__Goal of the exercise__. From the data below, copy exactly the lines that lie between the one holding "for the girl's" and the one holding "for the white", including both, and nothing more.

Top of Supplied material

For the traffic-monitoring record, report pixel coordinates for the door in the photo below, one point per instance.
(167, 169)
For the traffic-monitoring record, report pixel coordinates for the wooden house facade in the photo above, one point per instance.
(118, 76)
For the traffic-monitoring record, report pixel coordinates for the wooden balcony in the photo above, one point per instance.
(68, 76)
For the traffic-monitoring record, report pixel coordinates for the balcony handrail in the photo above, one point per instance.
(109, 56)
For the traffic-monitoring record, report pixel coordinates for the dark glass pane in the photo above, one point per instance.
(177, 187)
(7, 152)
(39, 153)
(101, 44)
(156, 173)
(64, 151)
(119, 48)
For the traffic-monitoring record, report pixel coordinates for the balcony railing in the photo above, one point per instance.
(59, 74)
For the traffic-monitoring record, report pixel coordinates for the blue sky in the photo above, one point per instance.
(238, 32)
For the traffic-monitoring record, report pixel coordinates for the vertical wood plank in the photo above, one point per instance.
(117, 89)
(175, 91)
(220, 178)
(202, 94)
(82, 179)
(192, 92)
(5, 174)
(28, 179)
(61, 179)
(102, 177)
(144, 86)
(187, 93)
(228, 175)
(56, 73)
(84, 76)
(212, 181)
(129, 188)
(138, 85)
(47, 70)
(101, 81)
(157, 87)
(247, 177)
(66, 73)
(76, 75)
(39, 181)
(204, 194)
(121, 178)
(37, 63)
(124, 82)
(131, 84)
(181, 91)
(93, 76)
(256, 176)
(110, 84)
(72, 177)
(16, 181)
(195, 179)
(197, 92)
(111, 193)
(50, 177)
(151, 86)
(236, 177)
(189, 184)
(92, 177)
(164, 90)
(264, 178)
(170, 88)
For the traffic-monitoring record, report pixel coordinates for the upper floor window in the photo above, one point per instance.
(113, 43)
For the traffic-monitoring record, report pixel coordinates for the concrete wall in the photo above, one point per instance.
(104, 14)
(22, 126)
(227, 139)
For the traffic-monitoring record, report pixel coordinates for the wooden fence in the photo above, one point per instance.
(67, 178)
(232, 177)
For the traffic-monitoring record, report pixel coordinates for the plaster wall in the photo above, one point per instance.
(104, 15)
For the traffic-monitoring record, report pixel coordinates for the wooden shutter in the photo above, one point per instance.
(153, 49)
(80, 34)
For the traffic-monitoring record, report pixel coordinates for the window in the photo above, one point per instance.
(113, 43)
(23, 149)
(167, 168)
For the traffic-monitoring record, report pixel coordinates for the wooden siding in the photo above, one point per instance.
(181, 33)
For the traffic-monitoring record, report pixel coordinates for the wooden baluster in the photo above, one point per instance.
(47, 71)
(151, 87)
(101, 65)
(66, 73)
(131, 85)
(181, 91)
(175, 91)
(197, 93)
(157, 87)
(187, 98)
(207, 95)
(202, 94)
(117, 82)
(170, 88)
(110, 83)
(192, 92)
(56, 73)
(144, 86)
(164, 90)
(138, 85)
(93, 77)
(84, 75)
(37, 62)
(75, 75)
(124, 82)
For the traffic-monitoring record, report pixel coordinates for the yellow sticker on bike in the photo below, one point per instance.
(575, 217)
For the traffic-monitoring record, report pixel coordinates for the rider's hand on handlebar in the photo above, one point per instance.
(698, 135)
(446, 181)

Bottom of Supplied material
Top of Supplied material

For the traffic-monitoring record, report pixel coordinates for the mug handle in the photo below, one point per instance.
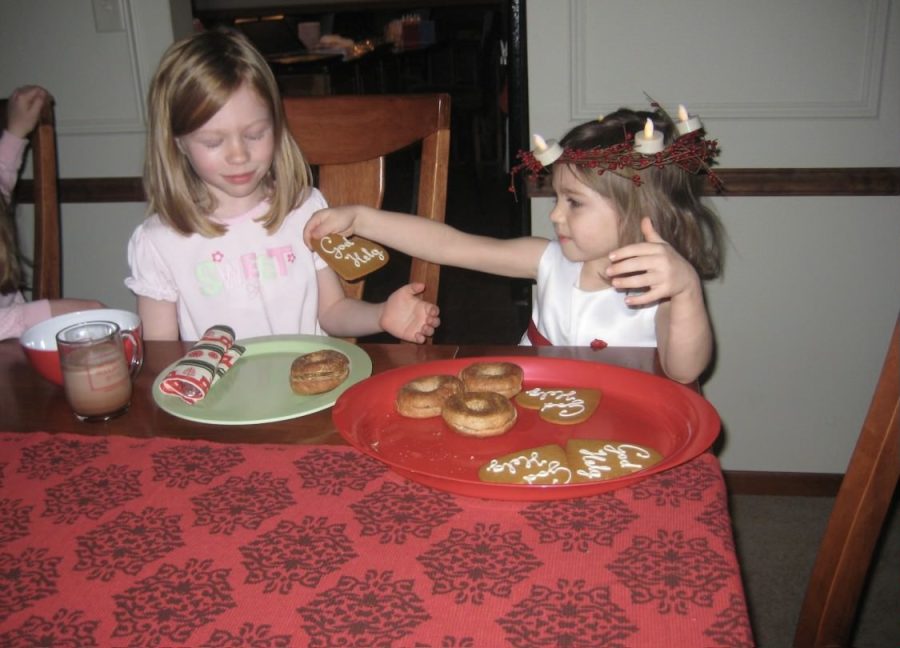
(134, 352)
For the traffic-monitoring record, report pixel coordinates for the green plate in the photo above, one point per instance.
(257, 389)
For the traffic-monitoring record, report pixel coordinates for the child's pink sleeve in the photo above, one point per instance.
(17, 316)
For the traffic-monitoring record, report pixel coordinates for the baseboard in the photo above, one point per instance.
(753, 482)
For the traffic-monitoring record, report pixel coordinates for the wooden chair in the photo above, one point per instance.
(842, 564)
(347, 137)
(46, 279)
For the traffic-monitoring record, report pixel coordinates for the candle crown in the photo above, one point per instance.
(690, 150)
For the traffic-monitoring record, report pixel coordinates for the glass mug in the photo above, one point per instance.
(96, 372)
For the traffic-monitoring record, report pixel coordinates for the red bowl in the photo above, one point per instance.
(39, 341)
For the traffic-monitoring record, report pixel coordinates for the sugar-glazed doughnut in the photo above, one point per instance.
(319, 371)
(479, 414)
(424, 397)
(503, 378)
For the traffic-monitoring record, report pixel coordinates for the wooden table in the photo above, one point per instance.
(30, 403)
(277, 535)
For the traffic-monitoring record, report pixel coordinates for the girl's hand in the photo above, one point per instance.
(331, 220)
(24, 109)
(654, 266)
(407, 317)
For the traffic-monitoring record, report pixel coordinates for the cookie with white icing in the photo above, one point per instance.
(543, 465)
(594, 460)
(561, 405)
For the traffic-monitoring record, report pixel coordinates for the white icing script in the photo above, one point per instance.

Bottom of Supplied material

__Solution to this problem__.
For the traffic-monitoring record, report pixel coordinates for the girl's hand in the photo above, one point per instance.
(331, 220)
(24, 109)
(654, 266)
(407, 317)
For the traffic-monitoring record, report pixel coordinates for the cookie with white icing in the photo above, one point per instance.
(543, 465)
(594, 460)
(561, 405)
For the traffic-monitoring record, report pixel coordinates for the white icing script in the photo above, one point per instance.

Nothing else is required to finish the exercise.